[THE INPUT — start]

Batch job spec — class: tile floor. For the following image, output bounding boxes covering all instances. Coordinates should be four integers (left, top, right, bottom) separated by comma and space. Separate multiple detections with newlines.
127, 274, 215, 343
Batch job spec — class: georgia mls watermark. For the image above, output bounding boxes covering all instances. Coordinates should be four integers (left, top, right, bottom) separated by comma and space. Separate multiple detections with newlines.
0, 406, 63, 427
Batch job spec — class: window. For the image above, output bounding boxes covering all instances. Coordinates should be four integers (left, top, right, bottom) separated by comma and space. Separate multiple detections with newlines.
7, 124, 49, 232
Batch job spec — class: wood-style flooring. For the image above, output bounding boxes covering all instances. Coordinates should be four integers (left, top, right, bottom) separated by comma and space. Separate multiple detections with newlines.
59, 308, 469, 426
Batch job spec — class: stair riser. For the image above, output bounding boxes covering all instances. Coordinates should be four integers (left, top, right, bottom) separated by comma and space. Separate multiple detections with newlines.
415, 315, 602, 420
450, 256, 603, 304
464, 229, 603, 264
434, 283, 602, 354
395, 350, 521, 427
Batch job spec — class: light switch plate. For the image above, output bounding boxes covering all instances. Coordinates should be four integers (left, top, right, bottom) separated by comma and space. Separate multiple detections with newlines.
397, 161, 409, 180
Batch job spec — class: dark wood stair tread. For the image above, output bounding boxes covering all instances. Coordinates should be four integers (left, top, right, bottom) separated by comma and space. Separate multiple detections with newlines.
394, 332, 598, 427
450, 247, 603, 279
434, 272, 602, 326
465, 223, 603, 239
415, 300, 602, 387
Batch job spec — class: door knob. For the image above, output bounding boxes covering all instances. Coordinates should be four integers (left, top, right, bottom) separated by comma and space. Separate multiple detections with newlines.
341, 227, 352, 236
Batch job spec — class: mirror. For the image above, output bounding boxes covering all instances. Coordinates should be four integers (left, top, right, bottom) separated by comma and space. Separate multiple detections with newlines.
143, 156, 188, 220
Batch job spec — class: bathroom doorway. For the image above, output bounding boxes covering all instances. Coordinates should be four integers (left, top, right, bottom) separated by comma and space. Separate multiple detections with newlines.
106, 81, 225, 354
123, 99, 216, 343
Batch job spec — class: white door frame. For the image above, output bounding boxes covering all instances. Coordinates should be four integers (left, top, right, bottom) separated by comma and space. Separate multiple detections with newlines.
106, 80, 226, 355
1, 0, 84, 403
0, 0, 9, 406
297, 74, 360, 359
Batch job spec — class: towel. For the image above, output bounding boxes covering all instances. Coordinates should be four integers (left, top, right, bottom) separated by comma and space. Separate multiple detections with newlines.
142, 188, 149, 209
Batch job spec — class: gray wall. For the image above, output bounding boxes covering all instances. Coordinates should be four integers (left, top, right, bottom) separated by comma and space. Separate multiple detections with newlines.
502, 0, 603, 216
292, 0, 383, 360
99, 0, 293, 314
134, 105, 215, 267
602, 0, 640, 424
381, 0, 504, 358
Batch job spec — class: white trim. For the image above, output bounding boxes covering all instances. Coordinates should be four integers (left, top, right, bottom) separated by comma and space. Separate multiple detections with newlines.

[THE INPUT — finish]

**WORK TO BE COMPLETED**. Write out all the material exactly.

**OUTPUT**.
Batch job spec — class: tile floor. For the following image, output bounding boxes covering all instances. Coordinates should be four integers (left, top, right, bottom) separated by comma and space. Separate multiple detections with newlines.
127, 274, 215, 343
Batch job spec — class: georgia mls watermark. For the image above, output bounding boxes covering all instances. Coordinates should be four integers (left, top, right, bottom) separated by comma and space. Separate multiple detections with newlines.
0, 406, 63, 427
Batch job spec — class: window. For the image above, output bounding boxes covering all instances. Coordinates should be four integers (left, top, right, bottom) separated by comma and space. Separate multiple detections with newlines.
7, 124, 49, 232
Batch job spec — class: wood-style flooring. For the image above, output bounding boxes covering all instances. Coordinates should be four integers (left, top, right, bottom) separated by comma and space. Separate multiple detections with newlines.
59, 308, 469, 426
Batch job spec — class: stair riser. For the image above, output bounding boxes covering all instances. Coordinates should be four integers (left, top, right, bottom) separated by comma and space. Separate multiple detections with newlines.
415, 315, 602, 420
450, 256, 603, 304
464, 229, 603, 264
434, 283, 602, 354
395, 350, 521, 427
Batch job spec — class: light switch plate. For the image above, output bounding boxes covering all instances. Coordinates should be four integers (left, top, right, bottom) separated by comma and space. Separate multiple detections with newlines.
397, 161, 409, 180
Batch job spec — class: dark wood stair tread. For the image above, output bounding boxes covering all instances. Coordinates should be four integers (left, top, right, bottom) separated by comma and space. Separate multiple detections with newlines.
394, 332, 598, 427
450, 247, 603, 279
434, 272, 602, 326
465, 223, 603, 239
415, 300, 602, 387
Batch job spec — class: door knob. For the image above, output bounding boxes covering all instances. Coordinates should be four integers (left, top, right, bottom) separated by comma and space. Separate multiple detections with newlines.
341, 227, 352, 236
Batch job spec — class: mirror. For the image above, output bounding boxes covering all instances. Coordinates should be four integers (left, top, right, bottom) separated by comma and space. Separate multiple detections with newlines.
143, 156, 188, 220
Batch job spec — class: bathroom doorway. For the image above, output bounding boxes covering all instances. Coordinates should be four integers (left, top, right, bottom) separated by comma and space. Separate multiple detections with newlines.
106, 81, 225, 354
123, 99, 216, 343
Batch job spec — class: white door frame. For the image above, output bounding boxes covering all instances. Coordinates should be four integers (left, top, right, bottom) separated by comma and space. Separate multiple detections with newlines.
106, 80, 226, 355
1, 0, 84, 403
0, 0, 9, 406
297, 74, 360, 359
Batch job spec — class: towel. For the image above, output bounding boxes covering all instances. Coordinates should be four integers (left, top, right, bottom) separated by comma and space. Separate multiple detections with newlines.
142, 188, 149, 209
Batch job spec — class: gray wall. For the image above, output bounding boxes covering all instances. Coordinates should be four integers (left, top, right, bottom) separated by comma and space. Separate multiple detections with newlines.
502, 0, 603, 216
292, 0, 383, 360
99, 0, 293, 314
134, 105, 215, 267
602, 0, 640, 424
381, 0, 504, 358
Batch job spec — class: white trim. For the image above, output bounding boxes covering all instances. Coordinates should be four integers (left, top, right, bottom) separated by comma and space. Separate multiple detections with newlines.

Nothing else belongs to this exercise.